ABOUT THIS TASK:
Output the entries below without any alteration.

EXERCISE INPUT:

'''

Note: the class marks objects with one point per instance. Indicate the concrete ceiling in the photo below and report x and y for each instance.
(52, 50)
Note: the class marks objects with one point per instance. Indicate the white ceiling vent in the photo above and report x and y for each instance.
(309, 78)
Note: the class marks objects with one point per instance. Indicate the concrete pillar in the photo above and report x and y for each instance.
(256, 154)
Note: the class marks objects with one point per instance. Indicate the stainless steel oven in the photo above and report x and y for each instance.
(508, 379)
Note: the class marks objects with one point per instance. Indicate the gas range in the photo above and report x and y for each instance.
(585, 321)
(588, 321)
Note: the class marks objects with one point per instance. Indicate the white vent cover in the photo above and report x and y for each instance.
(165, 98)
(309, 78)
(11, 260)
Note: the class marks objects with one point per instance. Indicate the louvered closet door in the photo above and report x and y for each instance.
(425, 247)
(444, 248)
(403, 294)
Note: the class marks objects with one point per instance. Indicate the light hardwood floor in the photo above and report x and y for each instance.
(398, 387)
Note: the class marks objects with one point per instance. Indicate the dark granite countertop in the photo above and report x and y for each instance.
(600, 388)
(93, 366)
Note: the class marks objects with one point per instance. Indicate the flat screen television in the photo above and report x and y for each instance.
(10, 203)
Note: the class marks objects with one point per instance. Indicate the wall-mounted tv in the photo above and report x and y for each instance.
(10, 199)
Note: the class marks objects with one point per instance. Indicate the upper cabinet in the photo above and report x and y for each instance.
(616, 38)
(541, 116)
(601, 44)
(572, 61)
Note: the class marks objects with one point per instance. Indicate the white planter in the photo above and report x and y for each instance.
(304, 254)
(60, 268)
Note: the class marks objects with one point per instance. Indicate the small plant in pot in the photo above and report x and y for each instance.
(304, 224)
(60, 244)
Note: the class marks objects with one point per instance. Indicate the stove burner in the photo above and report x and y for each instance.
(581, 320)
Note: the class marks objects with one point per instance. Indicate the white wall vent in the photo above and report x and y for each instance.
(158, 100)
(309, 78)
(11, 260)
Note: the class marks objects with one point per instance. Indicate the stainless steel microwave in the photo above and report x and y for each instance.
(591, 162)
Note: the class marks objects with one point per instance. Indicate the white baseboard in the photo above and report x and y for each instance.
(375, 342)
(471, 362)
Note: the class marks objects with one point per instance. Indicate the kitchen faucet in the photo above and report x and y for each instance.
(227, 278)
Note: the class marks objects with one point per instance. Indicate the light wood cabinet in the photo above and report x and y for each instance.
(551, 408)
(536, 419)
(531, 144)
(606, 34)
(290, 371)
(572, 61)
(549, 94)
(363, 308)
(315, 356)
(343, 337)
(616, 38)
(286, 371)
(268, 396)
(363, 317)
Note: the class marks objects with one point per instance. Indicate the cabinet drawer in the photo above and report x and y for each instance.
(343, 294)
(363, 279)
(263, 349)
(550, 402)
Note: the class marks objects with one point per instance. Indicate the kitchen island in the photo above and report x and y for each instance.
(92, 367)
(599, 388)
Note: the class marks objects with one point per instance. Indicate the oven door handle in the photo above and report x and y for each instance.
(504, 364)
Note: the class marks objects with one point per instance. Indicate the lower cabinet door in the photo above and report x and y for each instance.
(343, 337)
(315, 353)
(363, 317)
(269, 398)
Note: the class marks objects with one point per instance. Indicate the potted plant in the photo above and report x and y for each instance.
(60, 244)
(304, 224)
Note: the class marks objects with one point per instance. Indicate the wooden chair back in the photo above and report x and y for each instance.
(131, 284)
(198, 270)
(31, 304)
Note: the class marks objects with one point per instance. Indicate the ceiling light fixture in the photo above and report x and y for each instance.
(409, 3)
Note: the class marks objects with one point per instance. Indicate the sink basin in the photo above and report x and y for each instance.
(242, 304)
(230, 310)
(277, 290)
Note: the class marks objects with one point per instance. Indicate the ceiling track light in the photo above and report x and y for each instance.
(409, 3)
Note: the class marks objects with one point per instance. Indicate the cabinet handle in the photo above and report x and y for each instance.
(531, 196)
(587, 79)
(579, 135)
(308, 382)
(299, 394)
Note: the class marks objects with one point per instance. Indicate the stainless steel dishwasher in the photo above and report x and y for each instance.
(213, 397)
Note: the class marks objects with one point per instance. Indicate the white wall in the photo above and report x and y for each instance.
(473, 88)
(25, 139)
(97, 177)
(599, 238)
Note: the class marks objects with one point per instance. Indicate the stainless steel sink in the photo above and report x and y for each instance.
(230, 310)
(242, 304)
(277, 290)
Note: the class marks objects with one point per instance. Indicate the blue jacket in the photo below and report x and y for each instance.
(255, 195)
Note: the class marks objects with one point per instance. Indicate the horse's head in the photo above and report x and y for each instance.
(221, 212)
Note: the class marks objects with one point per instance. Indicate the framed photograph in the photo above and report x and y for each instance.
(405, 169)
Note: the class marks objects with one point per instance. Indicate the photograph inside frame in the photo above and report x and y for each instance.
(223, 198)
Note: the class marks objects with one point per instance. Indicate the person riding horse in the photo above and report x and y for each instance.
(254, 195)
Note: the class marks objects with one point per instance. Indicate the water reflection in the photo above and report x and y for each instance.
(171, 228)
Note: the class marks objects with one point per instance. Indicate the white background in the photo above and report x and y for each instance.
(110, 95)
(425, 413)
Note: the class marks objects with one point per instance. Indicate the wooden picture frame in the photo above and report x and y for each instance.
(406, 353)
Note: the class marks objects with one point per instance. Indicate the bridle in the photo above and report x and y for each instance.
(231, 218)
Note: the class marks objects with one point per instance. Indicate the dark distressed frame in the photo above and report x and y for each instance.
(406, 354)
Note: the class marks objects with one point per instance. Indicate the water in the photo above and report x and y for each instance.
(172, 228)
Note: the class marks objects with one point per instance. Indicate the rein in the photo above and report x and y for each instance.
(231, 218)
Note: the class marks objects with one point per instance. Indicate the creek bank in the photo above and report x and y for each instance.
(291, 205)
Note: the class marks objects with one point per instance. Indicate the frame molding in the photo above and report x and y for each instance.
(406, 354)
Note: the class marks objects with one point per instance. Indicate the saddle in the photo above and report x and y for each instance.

'''

ANSWER TO THIS TASK:
Note: the class marks objects with one point per instance. Indicate the concrete ceiling in the photo below and report x and y for each instance.
(52, 50)
Note: the class marks objects with one point per instance. Indicate the white ceiling vent in the photo above and report x and y for each instance.
(309, 78)
Note: the class marks objects with one point per instance. Indicate the concrete pillar in the photo above and report x and y for each instance.
(256, 154)
Note: the class marks objects with one point per instance. Indicate the stainless steel oven in the photo above and report x and y for each instance.
(508, 379)
Note: the class marks objects with one point per instance. Indicate the gas range in the photo above and report x and y for each instance.
(585, 321)
(588, 321)
Note: the class marks objects with one point per instance. Indicate the white vent cover in the photo above and report x and y for each instance.
(165, 98)
(309, 78)
(11, 260)
Note: the class marks objects with one point per instance. Indicate the louvered closet door in the photo above and report x and y for each instance.
(425, 247)
(444, 248)
(403, 294)
Note: the class marks objects with one point per instance. Indicate the light hardwood floor in the photo above and report x and y for each instance.
(398, 387)
Note: the class marks objects with one point per instance. Indicate the dark granite countertop in the photo above and report x and y for each instance.
(600, 388)
(93, 366)
Note: the class marks objects with one point per instance. Indicate the flat screen television in the photo above and report x and y for each instance.
(10, 203)
Note: the class marks objects with one point per instance. Indicate the wall-mounted tv in the photo above and report x and y for each instance.
(10, 199)
Note: the class marks objects with one point per instance. Indicate the upper cabinet in the photo above and report x and y for each instance.
(616, 38)
(541, 116)
(601, 44)
(572, 61)
Note: the class marks objects with one point per instance. Indicate the white planter in the photo above and report x and y for each instance.
(304, 254)
(60, 268)
Note: the class marks objects with one point per instance. Indicate the small plant in pot in the photo above and report x and y for each instance.
(304, 224)
(60, 244)
Note: the class marks objects with one point per instance. Indicate the stove burner in the photo above and report x and y for each instance.
(581, 320)
Note: the class marks objects with one point per instance. Indicate the white wall vent in the photo above and report x and y for each instance.
(158, 100)
(309, 78)
(11, 260)
Note: the class marks objects with one point per instance. Indicate the stainless steel microwave in the photo above and report x and y for each instance.
(591, 162)
Note: the class marks objects with one point per instance. Indicate the white baseboard in the photo above and report x and y for each instance.
(375, 342)
(471, 362)
Note: the class marks objects with one point per instance. Indicate the kitchen faucet in the photo above and report x and y for each instance.
(227, 278)
Note: the class marks objects with one point per instance. Indicate the light wood cabinet in the photo above and report x and y for each instance.
(551, 408)
(536, 419)
(531, 144)
(606, 34)
(290, 371)
(572, 61)
(549, 94)
(363, 308)
(315, 356)
(343, 337)
(616, 38)
(286, 371)
(268, 396)
(363, 317)
Note: the class marks objects with one point per instance. Indicate the cabinet drawer in the photo above and report x and y for each instance.
(343, 294)
(363, 279)
(263, 349)
(550, 402)
Note: the class marks objects with one point per instance. Indicate the kitchen island in the photo above and report x and y for each instance.
(92, 367)
(599, 388)
Note: the class marks objects with one point per instance. Indicate the oven door handle in the photo above and report x and y for each instance.
(504, 364)
Note: the class marks objects with one point per instance. Indicate the lower cabinet door in the photo above and report x and y for each instance.
(343, 337)
(315, 353)
(363, 317)
(269, 398)
Note: the class marks objects with one point per instance. Indicate the potted plant in the photo above and report x and y for each instance.
(60, 244)
(304, 224)
Note: the class marks objects with one point per instance. Indicate the wooden chair back in the photo above and report x and y for each instance.
(131, 284)
(198, 270)
(31, 304)
Note: the class marks objects with one point per instance. Indicate the ceiling light fixture in the photo above and report x and y for each instance.
(409, 3)
Note: the class marks objects with one point per instance. Indicate the sink basin in the photo above and report x and y for each instance.
(242, 304)
(230, 310)
(277, 290)
Note: the class marks objects with one point per instance. Indicate the ceiling track light in the photo above and report x and y for each instance.
(409, 3)
Note: the class marks objects with one point per instance. Indicate the cabinet handle in the photo above and report x and y for each instance.
(531, 196)
(587, 79)
(579, 135)
(308, 382)
(299, 394)
Note: the class marks objects with one point per instance. Indicate the stainless steel dishwasher in the photo above and report x and y for each instance.
(213, 397)
Note: the class marks objects with one point per instance. Indicate the white wall in the photo above and report x and y for each instance.
(473, 88)
(25, 139)
(97, 177)
(599, 238)
Note: the class marks objects with one point per instance. Indicate the stainless steel sink in the photo above and report x and y for each instance.
(230, 310)
(242, 304)
(277, 290)
Note: the class marks objects with one point per instance. Indicate the blue jacket in the photo below and report x and y for each instance.
(255, 195)
Note: the class marks objects with one point per instance. Indicate the horse's head in the photo above and report x and y for each instance.
(221, 212)
Note: the class marks objects with one point per instance. Indicate the framed photograph in the photo above and report x and y for each instance.
(405, 169)
Note: the class marks objects with one point per instance. Indicate the photograph inside frame in the photo above and report x and y for each instance.
(223, 198)
Note: the class marks objects with one point per instance. Indicate the person riding horse in the photo above and report x and y for each instance.
(254, 195)
Note: the class marks objects with one point per instance. Indicate the water reflection in the photo above and report x and y for each instance.
(171, 228)
Note: the class marks objects with one point per instance. Indicate the white background in the photo above and report x and y for each instance.
(110, 95)
(425, 413)
Note: the class marks objects with one point per instance. Indicate the wooden picture frame in the photo above and report x and y for each instance.
(406, 353)
Note: the class marks objects with one point per instance. Indicate the bridle in the photo above and report x and y for each instance.
(231, 218)
Note: the class marks objects with one point per instance. Indicate the dark distressed frame in the photo above and report x and y for each instance.
(406, 354)
Note: the class marks objects with one point per instance. Indicate the water in the photo above and report x and y for each instance.
(172, 228)
Note: the class marks objects with one point per instance. Indicate the rein in the photo above and report x and y for each instance.
(231, 218)
Note: the class marks objects with one point per instance. Indicate the creek bank in the photo above and report x and y for each instance.
(291, 205)
Note: the class marks objects with one point per instance. Indicate the frame molding in the photo above and report x and y for each instance.
(406, 354)
Note: the class marks objects with one point per instance. Indicate the saddle in the photo above and report x and y for each instance.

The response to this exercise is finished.